### Objetivo proposto 1
Liste tudo o que, segundo o trecho exibido, os cartéis controlavam na Colômbia.
### Objetivo proposto 2
De acordo com o trecho exibido, para qual modelo o Brasil parece se dirigir?
### Objetivo proposto 3
Reescreva a parte do trecho exibido que começa em "A ARMADILHA –" e termina em "de relativa normalidade.", trocando "narcotráfico" por "crime organizado".

### Trecho exibido
------------
A ARMADILHA – A QUESTÃO DA SEGURANÇA – p.10

Jean Marc von der Weid, março de 2023

É frequente, na política brasileira, levantarem-se fantasmas que anunciariam o nosso futuro. Os protótipos negativos mais comuns são os nossos vizinhos, Venezuela e Argentina. Ou mais distantes, como Cuba e Nicarágua. Os críticos da direita sempre acusam a esquerda de querer levar o Brasil para estes modelos vistos como infames ou fracassados. Entretanto, o modelo para o qual o Brasil parece se dirigir é a Colômbia de alguns anos atrás, quando o narcotráfico mandava no país. Por mais de uma década, os cartéis controlavam tudo: polícia, exército, judiciário, partidos, economia. Foi um enorme esforço, nacional e internacional, para trazer de volta o país a uma situação de relativa normalidade.
------------
### Dados guardados
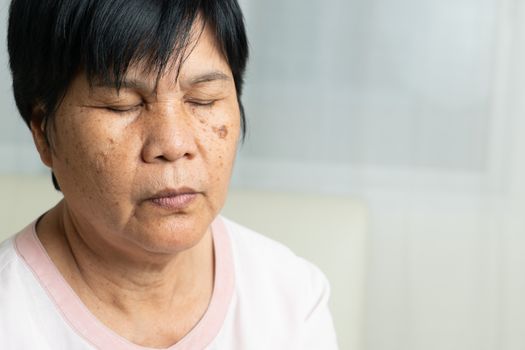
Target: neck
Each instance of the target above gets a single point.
(122, 277)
------------
### Resposta 1
Polícia, exército, judiciário, partidos e economia.

### Resposta 2
Para a Colômbia de alguns anos atrás, quando o narcotráfico mandava no país.

### Resposta 3
A ARMADILHA – A QUESTÃO DA SEGURANÇA – p.10

Jean Marc von der Weid, março de 2023

É frequente, na política brasileira, levantarem-se fantasmas que anunciariam o nosso futuro. Os protótipos negativos mais comuns são os nossos vizinhos, Venezuela e Argentina. Ou mais distantes, como Cuba e Nicarágua. Os críticos da direita sempre acusam a esquerda de querer levar o Brasil para estes modelos vistos como infames ou fracassados. Entretanto, o modelo para o qual o Brasil parece se dirigir é a Colômbia de alguns anos atrás, quando o crime organizado mandava no país. Por mais de uma década, os cartéis controlavam tudo: polícia, exército, judiciário, partidos, economia. Foi um enorme esforço, nacional e internacional, para trazer de volta o país a uma situação de relativa normalidade.